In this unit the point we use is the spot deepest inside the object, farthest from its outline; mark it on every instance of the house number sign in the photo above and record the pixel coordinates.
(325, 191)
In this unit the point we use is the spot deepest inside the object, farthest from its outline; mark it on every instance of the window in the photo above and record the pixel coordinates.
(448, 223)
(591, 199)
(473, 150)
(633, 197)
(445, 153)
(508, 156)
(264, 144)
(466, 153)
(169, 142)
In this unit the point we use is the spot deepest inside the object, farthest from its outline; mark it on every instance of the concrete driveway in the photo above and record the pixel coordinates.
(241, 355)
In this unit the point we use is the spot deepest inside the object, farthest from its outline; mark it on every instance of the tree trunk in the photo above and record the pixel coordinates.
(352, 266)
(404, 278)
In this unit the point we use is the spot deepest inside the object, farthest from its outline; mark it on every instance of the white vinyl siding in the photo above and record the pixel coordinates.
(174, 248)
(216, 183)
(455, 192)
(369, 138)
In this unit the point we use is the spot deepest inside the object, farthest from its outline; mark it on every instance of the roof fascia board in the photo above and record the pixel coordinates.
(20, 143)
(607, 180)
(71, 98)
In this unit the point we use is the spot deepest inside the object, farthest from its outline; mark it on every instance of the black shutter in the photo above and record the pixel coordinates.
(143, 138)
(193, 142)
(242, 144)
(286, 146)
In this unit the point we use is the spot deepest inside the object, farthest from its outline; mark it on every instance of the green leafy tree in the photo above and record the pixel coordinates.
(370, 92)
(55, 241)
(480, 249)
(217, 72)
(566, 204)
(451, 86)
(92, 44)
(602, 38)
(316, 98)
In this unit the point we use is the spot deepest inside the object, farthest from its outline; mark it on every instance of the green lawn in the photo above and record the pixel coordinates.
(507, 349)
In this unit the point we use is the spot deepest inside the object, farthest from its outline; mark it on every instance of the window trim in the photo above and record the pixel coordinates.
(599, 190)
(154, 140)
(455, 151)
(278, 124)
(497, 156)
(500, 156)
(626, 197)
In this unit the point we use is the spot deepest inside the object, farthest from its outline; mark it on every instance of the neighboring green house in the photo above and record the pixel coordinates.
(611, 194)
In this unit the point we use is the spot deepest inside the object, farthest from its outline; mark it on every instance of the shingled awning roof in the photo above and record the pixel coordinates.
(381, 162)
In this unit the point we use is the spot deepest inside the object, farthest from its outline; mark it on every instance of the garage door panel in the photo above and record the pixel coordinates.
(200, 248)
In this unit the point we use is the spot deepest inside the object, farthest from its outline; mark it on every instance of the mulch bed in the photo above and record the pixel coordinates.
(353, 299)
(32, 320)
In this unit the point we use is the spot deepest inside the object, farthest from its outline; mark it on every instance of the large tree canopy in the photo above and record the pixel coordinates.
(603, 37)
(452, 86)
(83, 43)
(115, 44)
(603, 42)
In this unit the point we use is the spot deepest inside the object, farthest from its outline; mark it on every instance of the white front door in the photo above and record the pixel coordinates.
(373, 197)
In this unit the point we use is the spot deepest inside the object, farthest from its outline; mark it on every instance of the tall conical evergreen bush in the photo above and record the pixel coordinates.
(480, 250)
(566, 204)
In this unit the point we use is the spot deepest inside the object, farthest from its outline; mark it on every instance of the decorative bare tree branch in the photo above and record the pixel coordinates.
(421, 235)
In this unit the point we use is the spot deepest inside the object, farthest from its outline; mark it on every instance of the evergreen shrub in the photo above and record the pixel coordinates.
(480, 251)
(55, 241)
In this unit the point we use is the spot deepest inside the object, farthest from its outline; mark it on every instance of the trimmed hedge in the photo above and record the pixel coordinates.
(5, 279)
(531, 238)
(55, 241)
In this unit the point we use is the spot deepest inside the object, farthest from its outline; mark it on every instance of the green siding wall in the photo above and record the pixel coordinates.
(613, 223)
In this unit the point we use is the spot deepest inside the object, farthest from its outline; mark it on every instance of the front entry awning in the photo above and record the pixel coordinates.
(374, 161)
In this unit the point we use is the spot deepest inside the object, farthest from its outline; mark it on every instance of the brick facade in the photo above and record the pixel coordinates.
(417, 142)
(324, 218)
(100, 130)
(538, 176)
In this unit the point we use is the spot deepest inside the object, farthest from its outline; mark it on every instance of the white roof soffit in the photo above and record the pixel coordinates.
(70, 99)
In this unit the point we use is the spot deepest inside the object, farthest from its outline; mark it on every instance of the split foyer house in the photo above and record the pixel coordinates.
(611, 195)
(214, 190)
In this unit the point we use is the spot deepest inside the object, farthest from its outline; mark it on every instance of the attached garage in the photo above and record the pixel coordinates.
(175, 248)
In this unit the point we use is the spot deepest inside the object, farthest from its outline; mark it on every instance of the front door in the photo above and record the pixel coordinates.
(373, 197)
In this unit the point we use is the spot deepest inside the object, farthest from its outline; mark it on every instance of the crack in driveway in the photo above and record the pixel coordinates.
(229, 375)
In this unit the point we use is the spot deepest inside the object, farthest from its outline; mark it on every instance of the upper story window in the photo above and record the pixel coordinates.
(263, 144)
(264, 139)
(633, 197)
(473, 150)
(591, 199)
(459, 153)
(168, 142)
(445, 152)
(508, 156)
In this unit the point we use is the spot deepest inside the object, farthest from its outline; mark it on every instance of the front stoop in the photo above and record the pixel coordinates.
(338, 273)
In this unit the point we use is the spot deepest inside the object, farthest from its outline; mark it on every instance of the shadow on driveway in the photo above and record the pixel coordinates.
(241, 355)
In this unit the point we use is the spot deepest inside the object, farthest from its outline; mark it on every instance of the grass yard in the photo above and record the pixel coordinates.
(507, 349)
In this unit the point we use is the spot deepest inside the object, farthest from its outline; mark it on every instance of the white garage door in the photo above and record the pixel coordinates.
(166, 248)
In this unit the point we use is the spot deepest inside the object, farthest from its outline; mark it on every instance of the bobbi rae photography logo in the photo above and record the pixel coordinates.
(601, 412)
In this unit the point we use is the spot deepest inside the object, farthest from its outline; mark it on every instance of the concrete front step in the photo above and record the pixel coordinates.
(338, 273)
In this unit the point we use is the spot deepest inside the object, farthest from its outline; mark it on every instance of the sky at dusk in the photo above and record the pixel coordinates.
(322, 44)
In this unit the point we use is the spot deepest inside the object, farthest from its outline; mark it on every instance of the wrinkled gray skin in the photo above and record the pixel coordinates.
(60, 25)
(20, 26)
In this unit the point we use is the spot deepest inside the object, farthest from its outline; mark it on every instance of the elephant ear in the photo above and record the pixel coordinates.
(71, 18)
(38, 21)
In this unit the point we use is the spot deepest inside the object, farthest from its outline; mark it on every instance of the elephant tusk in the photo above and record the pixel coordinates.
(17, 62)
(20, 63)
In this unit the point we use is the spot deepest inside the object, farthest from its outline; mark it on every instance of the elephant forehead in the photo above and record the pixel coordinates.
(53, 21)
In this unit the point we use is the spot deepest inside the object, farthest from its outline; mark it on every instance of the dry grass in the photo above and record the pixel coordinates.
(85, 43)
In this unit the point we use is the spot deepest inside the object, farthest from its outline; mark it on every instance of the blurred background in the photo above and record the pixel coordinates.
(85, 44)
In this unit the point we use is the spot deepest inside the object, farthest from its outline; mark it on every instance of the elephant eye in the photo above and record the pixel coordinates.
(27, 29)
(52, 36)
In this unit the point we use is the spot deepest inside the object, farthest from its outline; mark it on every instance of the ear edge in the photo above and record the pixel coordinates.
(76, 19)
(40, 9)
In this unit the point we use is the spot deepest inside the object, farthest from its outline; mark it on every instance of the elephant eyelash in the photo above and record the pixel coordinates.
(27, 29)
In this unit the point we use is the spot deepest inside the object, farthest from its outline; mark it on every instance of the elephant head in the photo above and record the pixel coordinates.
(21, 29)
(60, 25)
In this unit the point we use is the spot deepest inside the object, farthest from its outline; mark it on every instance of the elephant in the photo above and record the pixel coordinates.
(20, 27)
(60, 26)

━━━━

▶ **Aim**:
Quote exactly what appears from the line containing "the dry grass" through the final line of the listing above, including both of those lines.

▶ **Output below**:
In this unit the point we use is the spot deepest inside the object, farthest from its outline; mark it on every instance of the dry grass in the photo above and record the pixel coordinates.
(85, 43)
In this unit the point we use is the spot deepest inside the object, farthest from its outline; mark it on every instance of the blurred background in the photo above and record the pixel coordinates.
(85, 44)
In this unit the point we use is the spot deepest inside the object, farthest from its outline; mark it on every instance of the elephant eye in the photo above and record the pixel coordinates.
(27, 29)
(52, 36)
In this unit the point we use is the spot deepest inside the object, farthest from its outline; mark it on every instance of the ear edge in the photo above and record the pixel coordinates.
(76, 19)
(40, 9)
In this unit the point we use is the spot deepest inside the object, farthest from its outline; mark it on every instance of the elephant eyelash in the photo above and record the pixel coordinates.
(27, 29)
In this unit the point we use is the spot deepest inside the object, farthest from its outline; mark it on every instance of the elephant head in the photo above and record the pixel coordinates.
(21, 29)
(60, 25)
In this unit the point we use is the spot deepest inside the object, farthest from its outline; mark it on every instance of the elephant in the photo above and record the pixel coordinates.
(20, 27)
(60, 26)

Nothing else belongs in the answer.